Passage to read:
## BEGIN
Opinion
23A-CR-892
07-29-2024
ATTORNEY FOR APPELLANT SAMUEL J. BEASLEY MUNCIE, INDIANA ATTORNEYS FOR APPELLEE THEODORE E. ROKITA INDIANA ATTORNEY GENERAL ANDREW A. KOBE SECTION CHIEF, CRIMINAL APPEALS INDIANAPOLIS, INDIANA
Pursuant to Ind. Appellate Rule 65(D), this Memorandum Decision is not binding precedent for any court and may be cited only for persuasive value or to establish res judicata, collateral estoppel, or law of the case.
## END
Exercise: Pick up the Indiana appellate memorandum decision above at the point where it stops, and keep writing it.

Supplied data:
## BEGIN
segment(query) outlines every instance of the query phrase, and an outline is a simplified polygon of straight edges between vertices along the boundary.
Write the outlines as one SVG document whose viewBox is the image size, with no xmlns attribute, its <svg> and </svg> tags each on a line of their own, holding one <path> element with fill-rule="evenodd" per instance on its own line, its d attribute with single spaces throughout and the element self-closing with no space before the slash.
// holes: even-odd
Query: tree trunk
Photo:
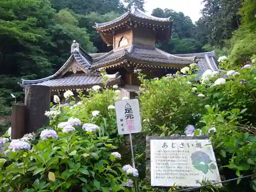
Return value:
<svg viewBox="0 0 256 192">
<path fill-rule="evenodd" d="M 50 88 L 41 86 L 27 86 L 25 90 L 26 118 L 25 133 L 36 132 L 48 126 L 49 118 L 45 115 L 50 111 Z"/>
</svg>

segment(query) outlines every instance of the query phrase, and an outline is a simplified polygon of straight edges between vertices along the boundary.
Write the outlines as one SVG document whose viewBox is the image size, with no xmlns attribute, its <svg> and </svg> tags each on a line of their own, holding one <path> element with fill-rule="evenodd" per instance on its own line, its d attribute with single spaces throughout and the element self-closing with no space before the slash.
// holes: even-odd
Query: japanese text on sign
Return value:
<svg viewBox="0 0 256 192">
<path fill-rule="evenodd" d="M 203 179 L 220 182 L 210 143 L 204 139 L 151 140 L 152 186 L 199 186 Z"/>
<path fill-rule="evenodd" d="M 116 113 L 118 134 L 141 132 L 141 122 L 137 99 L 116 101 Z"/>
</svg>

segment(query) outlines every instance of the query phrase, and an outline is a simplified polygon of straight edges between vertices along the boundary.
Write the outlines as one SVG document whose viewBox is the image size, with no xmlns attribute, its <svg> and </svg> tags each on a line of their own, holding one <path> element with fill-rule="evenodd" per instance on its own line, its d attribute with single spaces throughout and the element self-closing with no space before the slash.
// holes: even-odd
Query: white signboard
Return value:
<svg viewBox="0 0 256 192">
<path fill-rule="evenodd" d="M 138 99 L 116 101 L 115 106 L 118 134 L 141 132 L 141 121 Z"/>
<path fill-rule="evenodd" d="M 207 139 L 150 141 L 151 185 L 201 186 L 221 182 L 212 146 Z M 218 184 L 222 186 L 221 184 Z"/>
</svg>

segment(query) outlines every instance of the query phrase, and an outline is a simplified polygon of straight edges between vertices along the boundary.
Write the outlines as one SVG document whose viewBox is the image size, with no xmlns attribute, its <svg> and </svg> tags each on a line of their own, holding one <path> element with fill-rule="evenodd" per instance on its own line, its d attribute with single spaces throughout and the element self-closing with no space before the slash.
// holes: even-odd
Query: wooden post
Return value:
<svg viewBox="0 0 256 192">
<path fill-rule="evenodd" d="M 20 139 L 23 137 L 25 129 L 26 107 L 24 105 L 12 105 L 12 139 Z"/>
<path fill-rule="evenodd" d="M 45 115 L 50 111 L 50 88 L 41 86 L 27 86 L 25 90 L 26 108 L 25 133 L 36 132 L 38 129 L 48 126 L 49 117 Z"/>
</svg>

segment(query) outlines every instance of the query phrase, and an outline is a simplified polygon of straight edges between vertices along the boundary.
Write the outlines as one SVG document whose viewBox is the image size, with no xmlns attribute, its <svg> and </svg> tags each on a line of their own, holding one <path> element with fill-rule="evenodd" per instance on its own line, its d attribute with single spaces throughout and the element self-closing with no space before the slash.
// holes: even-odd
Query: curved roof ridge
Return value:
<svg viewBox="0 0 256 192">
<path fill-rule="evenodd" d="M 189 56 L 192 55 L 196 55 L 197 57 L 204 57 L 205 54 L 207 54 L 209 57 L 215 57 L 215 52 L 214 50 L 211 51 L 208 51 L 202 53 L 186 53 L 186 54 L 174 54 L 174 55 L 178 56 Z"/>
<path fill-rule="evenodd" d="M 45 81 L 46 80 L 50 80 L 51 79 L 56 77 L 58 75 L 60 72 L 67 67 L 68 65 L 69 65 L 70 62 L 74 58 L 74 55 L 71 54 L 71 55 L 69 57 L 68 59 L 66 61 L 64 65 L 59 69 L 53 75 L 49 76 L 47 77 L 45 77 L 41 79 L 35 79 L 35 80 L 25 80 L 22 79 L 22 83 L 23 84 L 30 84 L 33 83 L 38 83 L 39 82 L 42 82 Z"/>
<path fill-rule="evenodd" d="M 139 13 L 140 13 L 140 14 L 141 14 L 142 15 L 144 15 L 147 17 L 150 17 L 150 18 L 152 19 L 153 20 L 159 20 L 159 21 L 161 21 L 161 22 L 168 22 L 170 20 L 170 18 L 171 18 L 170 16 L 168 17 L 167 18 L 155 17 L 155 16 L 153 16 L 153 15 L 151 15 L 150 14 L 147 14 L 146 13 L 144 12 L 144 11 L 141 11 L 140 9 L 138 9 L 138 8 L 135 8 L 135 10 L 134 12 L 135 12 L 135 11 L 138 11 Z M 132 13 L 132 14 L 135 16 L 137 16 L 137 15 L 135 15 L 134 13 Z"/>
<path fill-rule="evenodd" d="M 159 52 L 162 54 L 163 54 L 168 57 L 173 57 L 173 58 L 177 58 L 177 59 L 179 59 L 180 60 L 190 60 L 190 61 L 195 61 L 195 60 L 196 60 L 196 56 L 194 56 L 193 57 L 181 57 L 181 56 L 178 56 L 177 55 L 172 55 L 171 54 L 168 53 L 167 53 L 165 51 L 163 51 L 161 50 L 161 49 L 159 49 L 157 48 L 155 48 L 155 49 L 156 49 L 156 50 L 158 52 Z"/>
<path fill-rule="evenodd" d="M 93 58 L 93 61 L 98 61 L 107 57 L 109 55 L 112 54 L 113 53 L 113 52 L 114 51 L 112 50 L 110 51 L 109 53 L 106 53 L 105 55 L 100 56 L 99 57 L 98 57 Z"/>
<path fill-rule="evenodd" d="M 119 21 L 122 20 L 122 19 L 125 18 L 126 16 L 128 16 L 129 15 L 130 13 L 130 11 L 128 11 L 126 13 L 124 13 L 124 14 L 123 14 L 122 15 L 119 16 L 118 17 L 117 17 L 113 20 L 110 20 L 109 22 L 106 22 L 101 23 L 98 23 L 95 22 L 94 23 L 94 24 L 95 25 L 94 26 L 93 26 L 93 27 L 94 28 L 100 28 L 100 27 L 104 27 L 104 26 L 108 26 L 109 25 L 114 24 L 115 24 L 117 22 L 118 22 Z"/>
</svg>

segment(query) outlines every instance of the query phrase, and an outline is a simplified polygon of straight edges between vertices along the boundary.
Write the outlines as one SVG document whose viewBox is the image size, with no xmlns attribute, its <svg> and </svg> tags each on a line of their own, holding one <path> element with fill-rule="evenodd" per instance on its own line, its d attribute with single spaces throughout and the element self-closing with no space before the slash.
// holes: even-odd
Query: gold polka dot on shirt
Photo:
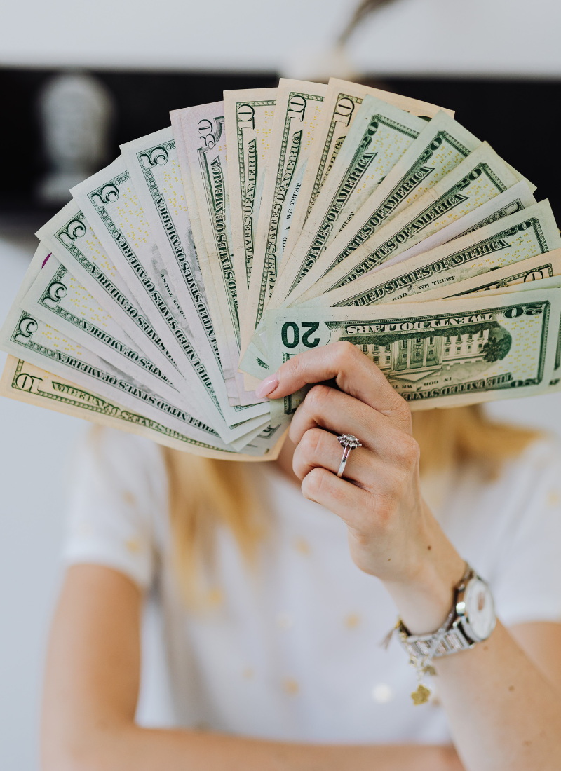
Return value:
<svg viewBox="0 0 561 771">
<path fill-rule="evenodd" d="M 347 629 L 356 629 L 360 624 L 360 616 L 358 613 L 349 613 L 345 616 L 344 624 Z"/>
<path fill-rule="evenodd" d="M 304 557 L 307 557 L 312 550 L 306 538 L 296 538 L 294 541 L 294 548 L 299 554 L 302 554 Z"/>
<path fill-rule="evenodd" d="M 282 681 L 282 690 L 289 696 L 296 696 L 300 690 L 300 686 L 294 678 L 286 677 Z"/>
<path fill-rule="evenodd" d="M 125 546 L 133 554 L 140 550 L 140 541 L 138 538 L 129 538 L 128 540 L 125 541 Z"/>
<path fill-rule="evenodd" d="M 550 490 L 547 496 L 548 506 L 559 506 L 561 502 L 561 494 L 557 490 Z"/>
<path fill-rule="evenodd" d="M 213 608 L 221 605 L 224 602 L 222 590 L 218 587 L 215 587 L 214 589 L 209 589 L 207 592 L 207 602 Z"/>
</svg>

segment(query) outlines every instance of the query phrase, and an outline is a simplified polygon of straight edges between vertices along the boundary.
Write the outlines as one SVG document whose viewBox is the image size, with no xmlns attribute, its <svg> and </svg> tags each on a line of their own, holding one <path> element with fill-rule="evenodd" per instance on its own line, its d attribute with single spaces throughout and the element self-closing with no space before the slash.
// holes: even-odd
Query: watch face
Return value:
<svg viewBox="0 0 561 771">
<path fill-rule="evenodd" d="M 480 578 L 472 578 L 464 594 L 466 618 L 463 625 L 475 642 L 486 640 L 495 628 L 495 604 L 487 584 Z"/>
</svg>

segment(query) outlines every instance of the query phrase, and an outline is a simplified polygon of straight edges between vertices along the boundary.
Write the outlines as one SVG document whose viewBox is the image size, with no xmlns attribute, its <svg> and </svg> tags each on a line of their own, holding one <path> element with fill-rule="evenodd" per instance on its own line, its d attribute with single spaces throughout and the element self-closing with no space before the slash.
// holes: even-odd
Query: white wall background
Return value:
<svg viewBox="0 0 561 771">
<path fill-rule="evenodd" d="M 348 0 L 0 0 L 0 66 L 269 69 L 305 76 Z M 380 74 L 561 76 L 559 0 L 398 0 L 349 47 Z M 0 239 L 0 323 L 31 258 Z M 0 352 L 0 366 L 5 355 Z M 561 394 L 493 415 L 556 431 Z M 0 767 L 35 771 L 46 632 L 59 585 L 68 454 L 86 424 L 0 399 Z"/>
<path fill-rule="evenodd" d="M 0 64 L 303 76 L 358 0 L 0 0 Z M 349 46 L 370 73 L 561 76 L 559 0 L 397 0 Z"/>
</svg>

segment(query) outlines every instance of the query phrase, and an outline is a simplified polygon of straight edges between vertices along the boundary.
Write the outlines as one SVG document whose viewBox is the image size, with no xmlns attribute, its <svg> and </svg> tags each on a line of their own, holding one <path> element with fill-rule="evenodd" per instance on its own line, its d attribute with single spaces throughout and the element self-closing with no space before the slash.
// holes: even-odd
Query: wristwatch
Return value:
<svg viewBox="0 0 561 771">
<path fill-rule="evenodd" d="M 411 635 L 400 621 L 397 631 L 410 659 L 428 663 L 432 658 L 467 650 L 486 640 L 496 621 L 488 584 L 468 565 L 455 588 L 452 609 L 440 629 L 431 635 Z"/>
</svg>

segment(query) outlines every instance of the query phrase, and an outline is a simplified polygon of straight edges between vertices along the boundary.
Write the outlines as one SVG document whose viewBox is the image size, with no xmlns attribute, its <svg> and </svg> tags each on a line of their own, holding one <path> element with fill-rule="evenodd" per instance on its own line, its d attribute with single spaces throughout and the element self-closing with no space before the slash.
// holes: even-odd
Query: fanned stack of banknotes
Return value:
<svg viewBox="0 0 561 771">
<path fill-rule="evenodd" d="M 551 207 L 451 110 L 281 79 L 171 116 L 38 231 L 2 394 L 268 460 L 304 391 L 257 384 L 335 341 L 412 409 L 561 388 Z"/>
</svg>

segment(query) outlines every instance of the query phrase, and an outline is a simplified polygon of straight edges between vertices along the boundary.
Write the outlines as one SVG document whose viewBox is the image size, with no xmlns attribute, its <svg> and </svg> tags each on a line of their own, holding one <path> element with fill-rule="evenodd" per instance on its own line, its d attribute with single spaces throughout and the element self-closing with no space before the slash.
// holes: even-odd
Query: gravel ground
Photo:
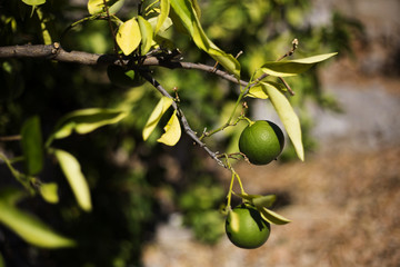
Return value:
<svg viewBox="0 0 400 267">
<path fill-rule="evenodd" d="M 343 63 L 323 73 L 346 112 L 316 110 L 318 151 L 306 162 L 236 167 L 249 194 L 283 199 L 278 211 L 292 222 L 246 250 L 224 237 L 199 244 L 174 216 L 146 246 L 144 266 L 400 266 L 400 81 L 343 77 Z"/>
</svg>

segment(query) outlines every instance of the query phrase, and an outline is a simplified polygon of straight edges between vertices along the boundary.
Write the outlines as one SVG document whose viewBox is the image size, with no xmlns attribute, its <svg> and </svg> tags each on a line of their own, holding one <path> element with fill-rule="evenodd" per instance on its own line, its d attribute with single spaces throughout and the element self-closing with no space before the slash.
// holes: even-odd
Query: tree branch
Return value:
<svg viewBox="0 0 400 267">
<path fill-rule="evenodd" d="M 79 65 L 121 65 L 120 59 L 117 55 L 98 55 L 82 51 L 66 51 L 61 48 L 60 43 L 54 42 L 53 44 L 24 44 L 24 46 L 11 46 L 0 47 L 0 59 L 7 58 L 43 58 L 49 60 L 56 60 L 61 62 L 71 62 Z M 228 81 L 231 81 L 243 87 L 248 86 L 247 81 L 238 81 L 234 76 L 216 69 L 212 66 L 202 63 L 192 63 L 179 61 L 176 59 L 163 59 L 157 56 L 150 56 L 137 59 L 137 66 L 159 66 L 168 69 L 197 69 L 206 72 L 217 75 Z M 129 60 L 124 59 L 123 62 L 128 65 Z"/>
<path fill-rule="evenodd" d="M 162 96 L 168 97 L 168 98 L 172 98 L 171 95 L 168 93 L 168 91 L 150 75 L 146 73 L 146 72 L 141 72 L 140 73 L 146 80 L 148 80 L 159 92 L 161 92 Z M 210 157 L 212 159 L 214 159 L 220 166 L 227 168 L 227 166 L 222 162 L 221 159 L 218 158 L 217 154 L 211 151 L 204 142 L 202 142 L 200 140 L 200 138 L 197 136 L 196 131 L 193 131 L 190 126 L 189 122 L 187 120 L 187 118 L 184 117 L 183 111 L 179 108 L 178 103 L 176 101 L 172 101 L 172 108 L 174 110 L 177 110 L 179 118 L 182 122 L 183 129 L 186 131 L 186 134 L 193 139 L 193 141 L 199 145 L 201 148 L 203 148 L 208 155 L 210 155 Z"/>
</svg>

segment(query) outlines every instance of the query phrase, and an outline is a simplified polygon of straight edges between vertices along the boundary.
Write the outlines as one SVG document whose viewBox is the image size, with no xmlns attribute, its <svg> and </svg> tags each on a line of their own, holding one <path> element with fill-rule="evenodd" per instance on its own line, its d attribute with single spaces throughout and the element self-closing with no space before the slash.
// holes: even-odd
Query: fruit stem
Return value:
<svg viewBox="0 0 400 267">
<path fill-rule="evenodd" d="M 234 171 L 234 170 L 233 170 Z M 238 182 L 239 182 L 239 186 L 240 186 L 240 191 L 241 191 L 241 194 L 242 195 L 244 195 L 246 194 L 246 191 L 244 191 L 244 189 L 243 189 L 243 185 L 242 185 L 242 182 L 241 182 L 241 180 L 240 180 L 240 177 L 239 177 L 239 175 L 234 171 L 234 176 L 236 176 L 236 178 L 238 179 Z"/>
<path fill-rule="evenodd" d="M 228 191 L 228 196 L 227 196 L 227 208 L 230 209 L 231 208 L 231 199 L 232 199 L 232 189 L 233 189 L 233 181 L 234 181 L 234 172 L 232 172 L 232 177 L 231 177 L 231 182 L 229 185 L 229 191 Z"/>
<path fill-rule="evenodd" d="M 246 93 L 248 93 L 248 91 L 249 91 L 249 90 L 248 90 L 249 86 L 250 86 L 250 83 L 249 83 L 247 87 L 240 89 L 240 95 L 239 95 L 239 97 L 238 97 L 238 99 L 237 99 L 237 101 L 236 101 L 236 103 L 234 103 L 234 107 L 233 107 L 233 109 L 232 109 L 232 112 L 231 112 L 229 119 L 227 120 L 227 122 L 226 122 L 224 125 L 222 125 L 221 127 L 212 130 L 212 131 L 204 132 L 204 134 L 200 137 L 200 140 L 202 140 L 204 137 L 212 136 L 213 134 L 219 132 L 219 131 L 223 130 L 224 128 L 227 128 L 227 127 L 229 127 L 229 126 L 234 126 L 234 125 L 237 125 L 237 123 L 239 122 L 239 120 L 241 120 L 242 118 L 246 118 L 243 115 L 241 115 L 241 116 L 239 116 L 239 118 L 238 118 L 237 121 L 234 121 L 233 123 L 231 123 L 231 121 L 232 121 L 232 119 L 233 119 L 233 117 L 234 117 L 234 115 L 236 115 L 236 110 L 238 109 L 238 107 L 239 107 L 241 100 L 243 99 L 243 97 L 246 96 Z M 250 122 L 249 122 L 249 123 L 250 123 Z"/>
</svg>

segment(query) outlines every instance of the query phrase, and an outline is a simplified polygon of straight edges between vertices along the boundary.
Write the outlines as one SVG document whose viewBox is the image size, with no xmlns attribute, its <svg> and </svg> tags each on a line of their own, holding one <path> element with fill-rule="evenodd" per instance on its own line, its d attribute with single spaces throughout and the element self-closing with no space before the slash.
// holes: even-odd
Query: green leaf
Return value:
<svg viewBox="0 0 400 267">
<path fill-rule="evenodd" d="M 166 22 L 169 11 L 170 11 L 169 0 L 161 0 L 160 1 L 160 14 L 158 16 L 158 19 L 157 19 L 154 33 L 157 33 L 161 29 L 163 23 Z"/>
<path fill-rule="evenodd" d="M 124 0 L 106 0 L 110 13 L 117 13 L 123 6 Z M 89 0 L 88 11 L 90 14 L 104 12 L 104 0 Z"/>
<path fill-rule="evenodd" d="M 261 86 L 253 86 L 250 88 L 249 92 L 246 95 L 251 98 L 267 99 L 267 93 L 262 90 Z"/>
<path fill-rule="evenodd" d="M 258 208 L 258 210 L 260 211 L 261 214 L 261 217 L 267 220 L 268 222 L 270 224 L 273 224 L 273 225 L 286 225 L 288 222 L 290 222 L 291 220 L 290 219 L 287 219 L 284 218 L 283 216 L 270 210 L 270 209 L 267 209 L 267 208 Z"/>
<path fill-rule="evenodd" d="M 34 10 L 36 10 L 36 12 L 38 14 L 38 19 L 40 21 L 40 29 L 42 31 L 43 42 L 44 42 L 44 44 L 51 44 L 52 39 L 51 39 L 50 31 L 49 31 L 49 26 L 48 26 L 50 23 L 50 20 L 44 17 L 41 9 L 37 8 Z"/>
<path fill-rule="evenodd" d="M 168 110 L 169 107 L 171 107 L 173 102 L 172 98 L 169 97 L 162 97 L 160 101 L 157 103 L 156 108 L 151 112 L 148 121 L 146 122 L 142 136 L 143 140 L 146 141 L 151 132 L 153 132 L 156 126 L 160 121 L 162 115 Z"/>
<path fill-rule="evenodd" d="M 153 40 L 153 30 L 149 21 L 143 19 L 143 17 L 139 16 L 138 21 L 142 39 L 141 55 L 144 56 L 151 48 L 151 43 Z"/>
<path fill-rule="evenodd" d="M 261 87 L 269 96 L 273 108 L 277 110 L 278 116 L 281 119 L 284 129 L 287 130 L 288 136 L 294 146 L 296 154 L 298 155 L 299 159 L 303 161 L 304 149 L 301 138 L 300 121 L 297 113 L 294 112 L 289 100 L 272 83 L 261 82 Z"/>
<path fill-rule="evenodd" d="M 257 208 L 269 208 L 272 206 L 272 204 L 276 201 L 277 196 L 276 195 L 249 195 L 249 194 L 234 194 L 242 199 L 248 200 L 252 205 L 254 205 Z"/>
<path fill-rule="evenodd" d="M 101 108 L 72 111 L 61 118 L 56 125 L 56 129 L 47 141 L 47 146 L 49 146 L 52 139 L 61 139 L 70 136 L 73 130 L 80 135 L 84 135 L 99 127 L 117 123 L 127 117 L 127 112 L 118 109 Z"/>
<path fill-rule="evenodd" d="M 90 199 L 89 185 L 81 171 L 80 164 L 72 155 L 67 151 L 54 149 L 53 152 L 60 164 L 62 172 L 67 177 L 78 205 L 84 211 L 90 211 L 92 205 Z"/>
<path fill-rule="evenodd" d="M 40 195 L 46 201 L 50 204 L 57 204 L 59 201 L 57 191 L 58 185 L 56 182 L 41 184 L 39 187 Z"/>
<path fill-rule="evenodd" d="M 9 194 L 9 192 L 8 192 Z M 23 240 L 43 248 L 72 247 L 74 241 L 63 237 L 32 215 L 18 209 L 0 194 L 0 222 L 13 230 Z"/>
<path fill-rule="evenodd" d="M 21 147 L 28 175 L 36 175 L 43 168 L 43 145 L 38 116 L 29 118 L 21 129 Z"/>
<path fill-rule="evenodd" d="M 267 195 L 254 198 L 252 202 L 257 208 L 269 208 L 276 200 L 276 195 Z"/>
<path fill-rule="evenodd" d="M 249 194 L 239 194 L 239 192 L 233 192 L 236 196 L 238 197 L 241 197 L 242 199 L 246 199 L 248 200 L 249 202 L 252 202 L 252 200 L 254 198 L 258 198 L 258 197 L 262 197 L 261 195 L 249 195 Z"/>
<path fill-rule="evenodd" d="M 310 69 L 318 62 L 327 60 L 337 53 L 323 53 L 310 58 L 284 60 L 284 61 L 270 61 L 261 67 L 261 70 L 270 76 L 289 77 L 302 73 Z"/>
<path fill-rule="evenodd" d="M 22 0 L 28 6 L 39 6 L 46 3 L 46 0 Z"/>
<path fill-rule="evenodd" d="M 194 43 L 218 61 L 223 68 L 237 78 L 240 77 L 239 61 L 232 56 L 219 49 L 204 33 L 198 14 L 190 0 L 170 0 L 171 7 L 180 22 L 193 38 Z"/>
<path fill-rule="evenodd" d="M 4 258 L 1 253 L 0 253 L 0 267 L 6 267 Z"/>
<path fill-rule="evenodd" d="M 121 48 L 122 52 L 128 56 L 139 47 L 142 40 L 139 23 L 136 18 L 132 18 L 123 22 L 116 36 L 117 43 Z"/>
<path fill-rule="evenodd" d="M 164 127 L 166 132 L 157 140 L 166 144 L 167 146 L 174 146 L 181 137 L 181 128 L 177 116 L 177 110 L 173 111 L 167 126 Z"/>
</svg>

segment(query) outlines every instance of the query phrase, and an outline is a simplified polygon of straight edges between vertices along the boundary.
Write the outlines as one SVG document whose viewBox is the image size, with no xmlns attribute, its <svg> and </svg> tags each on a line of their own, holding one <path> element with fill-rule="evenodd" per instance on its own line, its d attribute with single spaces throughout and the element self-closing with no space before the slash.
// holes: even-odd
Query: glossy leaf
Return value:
## END
Written answer:
Appeal from the Delaware Circuit Court The Honorable Thomas A. Cannon, Judge Trial Court Cause No. 18C05-2109-MR-6
ATTORNEY FOR APPELLANT SAMUEL J. BEASLEY MUNCIE, INDIANA
ATTORNEYS FOR APPELLEE THEODORE E. ROKITA INDIANA ATTORNEY GENERAL ANDREW A. KOBE SECTION CHIEF, CRIMINAL APPEALS INDIANAPOLIS, INDIANA
MEMORANDUM DECISION
Kenworthy, Judge
Case Summary
[¶1] Following a jury trial, Trent Kreegar was convicted of murderfor the death of his grandfather. He appeals his conviction, raising two issues: 1) did the trial court give incorrect instructions to the jury on the law of self-defense; and 2) did the State prove by sufficient evidence Kreegar's actions caused his grandfather's death? Concluding the trial court's instructions were correct statements of law and sufficient evidence supports the conviction, we affirm.
Ind. Code § 35-42-1-1(1) (2018).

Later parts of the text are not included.